Continuous Random Variable

A random variable that has an uncountable number of possible values is said to be a continuous random variable. A random variable is continuous if its c.d.f. is differentiable (can be derivative at every point in its domain). Also, it must have a differentiable distribution.

Untitled

For a continuous r.v. \(X\) with c.d.f. \(F\), the probability density function (p.d.f.) \(f(x)\) of \(X\) is the derivative of \(F\), given by \(f(x) = F’(x)\). Thus, the p.d.f. \(f(x)\) can be defined for all real \(x \in (- \infty, \ \infty)\), having the property that, for any set \(B\) of real numbers:
\[\begin{equation} P(X \in B) = \int_B f(x)\ dx \end{equation}\]
- The p.d.f. \(f\) of a continuous random variable must satisfy the following two criteria:
  - Nonnegative: \(f(x) \ge 0\)
  - Integrates to \(1\): \(\int_{-\infty}^{\infty} f(x) \ dx = 1\)

» Dataset excerpts

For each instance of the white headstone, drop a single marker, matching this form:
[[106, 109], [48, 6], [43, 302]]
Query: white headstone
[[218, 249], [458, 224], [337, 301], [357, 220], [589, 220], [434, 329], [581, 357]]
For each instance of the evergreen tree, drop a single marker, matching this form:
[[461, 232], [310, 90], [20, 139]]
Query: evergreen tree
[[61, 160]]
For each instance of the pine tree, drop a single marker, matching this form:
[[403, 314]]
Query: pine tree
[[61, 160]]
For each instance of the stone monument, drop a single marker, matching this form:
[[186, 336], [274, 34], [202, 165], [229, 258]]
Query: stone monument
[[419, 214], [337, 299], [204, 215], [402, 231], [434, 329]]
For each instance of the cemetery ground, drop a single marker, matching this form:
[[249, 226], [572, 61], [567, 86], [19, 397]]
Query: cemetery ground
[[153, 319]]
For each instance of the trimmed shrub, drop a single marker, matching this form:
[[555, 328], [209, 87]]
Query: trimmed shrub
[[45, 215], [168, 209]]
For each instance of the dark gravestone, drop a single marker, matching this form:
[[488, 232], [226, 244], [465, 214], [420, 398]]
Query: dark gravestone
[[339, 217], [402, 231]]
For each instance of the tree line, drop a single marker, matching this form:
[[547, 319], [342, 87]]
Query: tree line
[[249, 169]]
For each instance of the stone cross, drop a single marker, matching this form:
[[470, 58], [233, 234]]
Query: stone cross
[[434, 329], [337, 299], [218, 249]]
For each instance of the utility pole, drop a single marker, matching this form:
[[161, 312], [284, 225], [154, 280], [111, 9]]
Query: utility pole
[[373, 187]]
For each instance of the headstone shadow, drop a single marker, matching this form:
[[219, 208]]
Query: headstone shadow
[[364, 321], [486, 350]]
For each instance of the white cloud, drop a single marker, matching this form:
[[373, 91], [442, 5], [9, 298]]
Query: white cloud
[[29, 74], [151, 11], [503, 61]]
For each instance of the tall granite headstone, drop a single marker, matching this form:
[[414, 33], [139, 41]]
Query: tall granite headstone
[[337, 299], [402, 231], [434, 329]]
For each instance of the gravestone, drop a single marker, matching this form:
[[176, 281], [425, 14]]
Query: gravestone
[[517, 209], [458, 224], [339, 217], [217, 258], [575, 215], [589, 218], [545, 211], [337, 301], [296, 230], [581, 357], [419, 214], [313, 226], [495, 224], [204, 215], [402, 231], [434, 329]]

» Requirements
Carry on the passage about continuous random variables from its final line, adding a few sentences in the same style.

» Task response
- The support of X, and of its distribution, is the set of all \(x\) where \(f(x) > 0\).
Special cases:
\[\begin{aligned} &P\left(X = a\right) = \int_{a}^{a} f(x) \ dx = 0 \\ &P\left(a \le X \le b\right) = \int_{a}^{b} f(x) \ dx \end{aligned}\]
p.d.f. to c.d.f.: The c.d.f. \(F(a)\) of continuous r.v. \(X\) given the p.d.f. \(f(x)\) is calculated by:
\[\begin{equation} F(a) = P(X \le a) = \int_{-\infty}^a f(x)\ dx \end{equation}\]
Examples:
- Example 1: The amount of time in hours that a computer functions before breaking down is a continuous random variable \(X\) with the probability density function given by:
  \[\begin{aligned} f(x) = \begin{cases} C(4x - 2 x^2) & 0 < x < 2 \\ 0 &\text{otherwise} \end{cases} \end{aligned}\]
  What is the value of \(C\) and calculate \(P(X > 1)\)?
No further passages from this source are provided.